Source document:

↓↓↓

Minor safety implications, and probably high emissions, but VERY
effective.  No waiting for the engine to warm up.

2007\12\10@135010 by David VanHorn

picon face
>
> I wonder if a Peltier device would work.  I keep meaning to find some
> at a surplus store so I can experiment with them.

VERY inefficient, but nuke subs use them. Then again, they have plenty
of power available, and peltiers are dead silent.

2007\12\10@140139 by M. Adam Davis

face picon face
A lot of the features we currently use are designed to be tied to a
heat generating, air sucking, always running motor.  As each new idea
came around, the primary question was "How can this be cheaply and
profitably implemented on a vehicle with this type of engine?"

I suspect we need to spend some significant time going over all the
existing luxury features we've come to depend on, as well as those in
the past that have been thrown out as too
expensive/heavy/non-profitable.

For instance, the electric car (at least in the beginning) will
hopefully be significantly lighter, with regenerative braking.
Therefore power steering and power brakes may not be necessary.  In
fact, it may be cheaper and lighter weight to move those systems to
drive by wire anyway, although many paranoids will never trust such an
arrangement we seem to be able to manage well enough in aircraft.

But then, aircraft are generally better maintained than cars (I've
seen all too many people that draw a blank when you ask them if they
change their oil!)

↑↑↑

Data excerpt:
↓↓↓

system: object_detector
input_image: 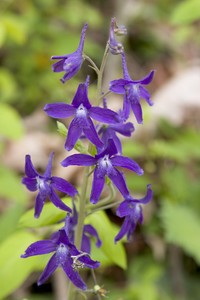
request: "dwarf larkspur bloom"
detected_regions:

↑↑↑

Exercise: Reproduce the passage of the electric car discussion starting with "I suspect we" and going on through "enough in aircraft.".

Response for this exercise:
I suspect we need to spend some significant time going over all the
existing luxury features we've come to depend on, as well as those in
the past that have been thrown out as too
expensive/heavy/non-profitable.

For instance, the electric car (at least in the beginning) will
hopefully be significantly lighter, with regenerative braking.
Therefore power steering and power brakes may not be necessary.  In
fact, it may be cheaper and lighter weight to move those systems to
drive by wire anyway, although many paranoids will never trust such an
arrangement we seem to be able to manage well enough in aircraft.